• **EXTRACTED TEXT**:
....

The coning angle is the resultant of two forces - the lifting force, or total rotor lift, which acts at 90 degrees to the length of the blade (not at 90 degrees to the tip path plane - it is tilted a bit towards the middle of the disc), making the coning angle move up; and

The centrifugal force generated by the blade spinning around, acting through the centre of gravity of the blade, and trying to pull the blade outwards in the same plane as the plane of rotation, making the coning angle flatten out.

Add these 2 vectors together, and the resultant acts along the length of the blade, pointing upwards from the tip path plane/plane of rotation.

So, if you make one force bigger than the other, one vector will be predominant. Increase the RRPM, the centrifugal force gets bigger, and the blades will tend to flatten out. Increase the lift (more pitch/power) and the blades will cone upwards.

Heavy helicopters have big coning angles, little light ones have flatter coning angles.

....

• **DATA BLOCK**:
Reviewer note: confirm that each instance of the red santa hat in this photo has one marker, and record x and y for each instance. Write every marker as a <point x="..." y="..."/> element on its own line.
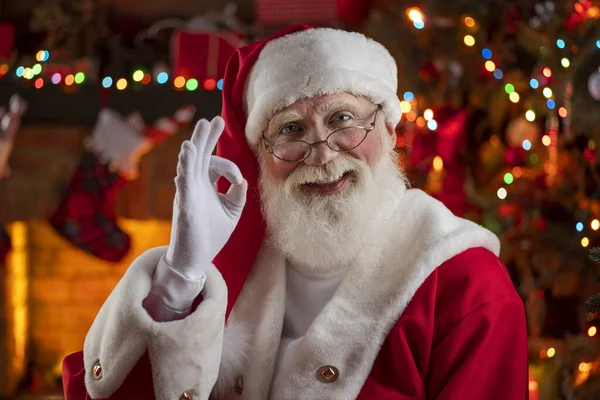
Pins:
<point x="266" y="76"/>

....

• **REQUIRED WORK**:
1. Retype the coning angle passage word for word, everything from "The centrifugal force generated" down to "flatter coning angles.".
2. Do these statements agree with the coning angle passage? For each, answer yes or no and quote the words that decide it: (a) Raising the rotor RPM makes the blades tend to flatten out. (b) The lifting force acts at 90 degrees to the tip path plane. (c) Heavy helicopters have flatter coning angles than light ones.
The lines have nothing to do with this.

• **IN RESPONSE**:
1.
The centrifugal force generated by the blade spinning around, acting through the centre of gravity of the blade, and trying to pull the blade outwards in the same plane as the plane of rotation, making the coning angle flatten out.

Add these 2 vectors together, and the resultant acts along the length of the blade, pointing upwards from the tip path plane/plane of rotation.

So, if you make one force bigger than the other, one vector will be predominant. Increase the RRPM, the centrifugal force gets bigger, and the blades will tend to flatten out. Increase the lift (more pitch/power) and the blades will cone upwards.

Heavy helicopters have big coning angles, little light ones have flatter coning angles.

2.
(a) Yes: "Increase the RRPM, the centrifugal force gets bigger, and the blades will tend to flatten out."
(b) No: "(not at 90 degrees to the tip path plane - it is tilted a bit towards the middle of the disc)"
(c) No: "Heavy helicopters have big coning angles, little light ones have flatter coning angles."